White House economists admitted last week that the Biden administration's spending may have increased inflation, months after the president dismissed the notion that his trillion-dollar plans boosted prices as "bizarre."
Biden administration economists concluded in the annual "Economic Report of the President" that past stimulus bills "could have contributed to high inflation" over the last two years. Americans did not immediately spend the money they received from pandemic assistance checks, the economists said, and instead saved some to make large purchases later, which increased demand and prices, potentially bumping up inflation.
"If the drawdown of excess savings, together with current income, boosted aggregate demand, it could have contributed to high inflation in 2021 and 2022," the report found. The main driver of President Joe Biden's spending was the March 2021 American Rescue Plan, which cost $1.9 trillion. Other spending bills passed by the president include the $550 billion Bipartisan Infrastructure Law and the $443 billion Inflation Reduction Act.
The report is evidence of the White House beginning to admit its role in the record inflation seen under the Biden administration, after denying that role for roughly two years. In June, Biden called the idea that his American Rescue Plan increased inflation "bizarre."
"You could argue whether it had a marginal, minor impact on inflation. I don't think it did," Biden said at the time. "And most economists do not think it did. But the idea that it caused inflation is bizarre."
In July 2021, just months after Congress passed the American Rescue Plan, Biden said there was "no serious economist" forecasting inflation.
"There's nobody suggesting there's unchecked inflation on the way—no serious economist," Biden said at the time.

Natural-language object grounding data:

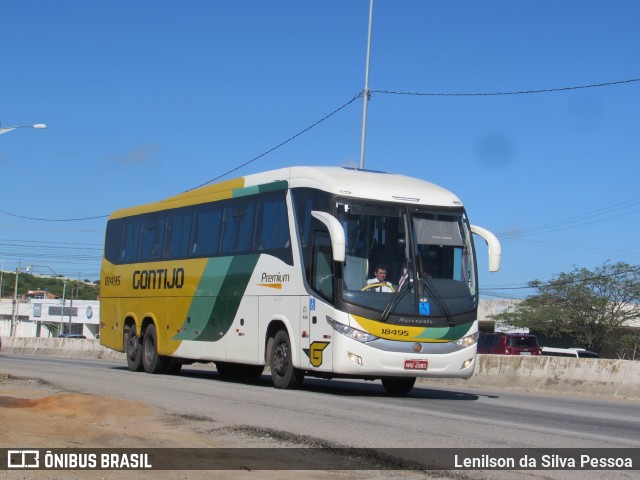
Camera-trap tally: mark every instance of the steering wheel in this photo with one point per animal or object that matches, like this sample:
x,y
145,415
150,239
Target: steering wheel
x,y
376,285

**YOUR TASK:**
Output the full article on White House economists and inflation, word for word. None of the rows are needed for this.

**ANSWER TO THE PROBLEM:**
White House economists admitted last week that the Biden administration's spending may have increased inflation, months after the president dismissed the notion that his trillion-dollar plans boosted prices as "bizarre."
Biden administration economists concluded in the annual "Economic Report of the President" that past stimulus bills "could have contributed to high inflation" over the last two years. Americans did not immediately spend the money they received from pandemic assistance checks, the economists said, and instead saved some to make large purchases later, which increased demand and prices, potentially bumping up inflation.
"If the drawdown of excess savings, together with current income, boosted aggregate demand, it could have contributed to high inflation in 2021 and 2022," the report found. The main driver of President Joe Biden's spending was the March 2021 American Rescue Plan, which cost $1.9 trillion. Other spending bills passed by the president include the $550 billion Bipartisan Infrastructure Law and the $443 billion Inflation Reduction Act.
The report is evidence of the White House beginning to admit its role in the record inflation seen under the Biden administration, after denying that role for roughly two years. In June, Biden called the idea that his American Rescue Plan increased inflation "bizarre."
"You could argue whether it had a marginal, minor impact on inflation. I don't think it did," Biden said at the time. "And most economists do not think it did. But the idea that it caused inflation is bizarre."
In July 2021, just months after Congress passed the American Rescue Plan, Biden said there was "no serious economist" forecasting inflation.
"There's nobody suggesting there's unchecked inflation on the way—no serious economist," Biden said at the time.